▶ _What to produce_
Print every record exactly, omitting none.

== Source material

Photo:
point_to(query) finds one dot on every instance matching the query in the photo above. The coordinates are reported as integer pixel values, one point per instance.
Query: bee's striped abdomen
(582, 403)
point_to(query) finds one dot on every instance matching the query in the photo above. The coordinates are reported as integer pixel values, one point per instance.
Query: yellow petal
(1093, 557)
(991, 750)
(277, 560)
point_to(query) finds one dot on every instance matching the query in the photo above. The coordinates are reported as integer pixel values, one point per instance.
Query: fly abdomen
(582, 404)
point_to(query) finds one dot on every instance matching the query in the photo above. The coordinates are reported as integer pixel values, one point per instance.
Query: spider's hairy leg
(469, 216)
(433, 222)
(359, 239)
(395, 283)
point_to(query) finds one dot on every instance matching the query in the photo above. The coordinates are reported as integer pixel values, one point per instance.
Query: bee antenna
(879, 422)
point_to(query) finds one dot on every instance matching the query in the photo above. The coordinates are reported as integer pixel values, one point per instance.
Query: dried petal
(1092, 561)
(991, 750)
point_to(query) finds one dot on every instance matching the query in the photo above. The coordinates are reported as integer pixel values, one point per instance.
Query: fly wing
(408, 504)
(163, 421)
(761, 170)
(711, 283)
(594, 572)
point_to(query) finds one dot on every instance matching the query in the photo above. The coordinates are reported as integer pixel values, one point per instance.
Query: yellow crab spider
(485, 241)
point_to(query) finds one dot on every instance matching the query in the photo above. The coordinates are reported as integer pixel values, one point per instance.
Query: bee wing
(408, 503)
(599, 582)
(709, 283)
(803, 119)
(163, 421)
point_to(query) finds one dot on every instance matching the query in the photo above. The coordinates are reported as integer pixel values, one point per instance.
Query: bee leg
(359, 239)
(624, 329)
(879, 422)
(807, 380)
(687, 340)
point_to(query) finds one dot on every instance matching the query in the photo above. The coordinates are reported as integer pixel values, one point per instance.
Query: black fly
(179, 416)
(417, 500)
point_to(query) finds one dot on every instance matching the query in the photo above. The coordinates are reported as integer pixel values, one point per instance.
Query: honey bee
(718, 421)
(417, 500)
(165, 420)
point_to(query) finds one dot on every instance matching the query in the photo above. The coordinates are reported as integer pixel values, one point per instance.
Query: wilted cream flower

====

▶ _Exercise response_
Photo:
point_to(query) finds one dot on every instance matching the query in the photo above. The coordinates are reported as integer pixel values, one point per instance.
Query: bee's striped abdomen
(582, 403)
point_to(query) finds one dot on every instance matching the query in the photo above. The coordinates are reported as integer pixel values, one point per instance.
Query: yellow petal
(1093, 557)
(991, 750)
(277, 560)
point_to(query) finds one dot on every instance matching the query in the photo above. The coordinates are reported as integer pixel values, one point per instance.
Query: fly abdomen
(582, 404)
point_to(query) finds one dot on every instance matching the query in the photo above. The coordinates are reported as integer pixel values, one point per instance.
Query: spider's hairy leg
(469, 216)
(433, 222)
(359, 239)
(395, 283)
point_to(query) finds one dot on every instance matching the query in the photo above. The coordinates are reported as integer pixel values, one point per instance.
Query: bee antenna
(879, 422)
point_to(query) finds one dot on every instance matching the query in the photo above. The coordinates are reported as integer pixel values, one point per instance.
Query: dried petal
(1092, 561)
(991, 750)
point_to(query) finds one dot on every instance matching the query in the photo above. The coordinates are reported as integer pixel values, one point per instance.
Query: fly wing
(408, 504)
(163, 421)
(761, 170)
(711, 283)
(594, 572)
point_to(query) finds one dot on every instance matching the query in the photo above. The coordinates are reported as integer pixel values, one point per instance.
Query: yellow crab spider
(485, 241)
point_to(query) finds one dot on every instance matching the query in the photo above. The coordinates are reported as integer pixel values, one point per instance.
Query: bee wing
(408, 503)
(599, 582)
(709, 283)
(803, 119)
(163, 421)
point_to(query) finds one dot on every instance matching the query in the photo above. The coordinates are reported as integer pixel values, one point per instance.
Query: bee leg
(359, 239)
(624, 329)
(879, 422)
(807, 380)
(687, 340)
point_to(query) finds one dot on every instance matching the query in the photo above. The coordinates are reported as integer pixel values, one point per instance.
Query: black fly
(179, 416)
(417, 500)
point_to(query) finds one dot on every instance matching the query in the photo above. The coordinates are reported as integer pixel values, one point per instance.
Query: honey bee
(718, 421)
(417, 500)
(165, 420)
point_to(query) finds one dot on every instance matching the query in the photo above. The coordinates are reported as integer pixel values, one point per instance.
Query: wilted cream flower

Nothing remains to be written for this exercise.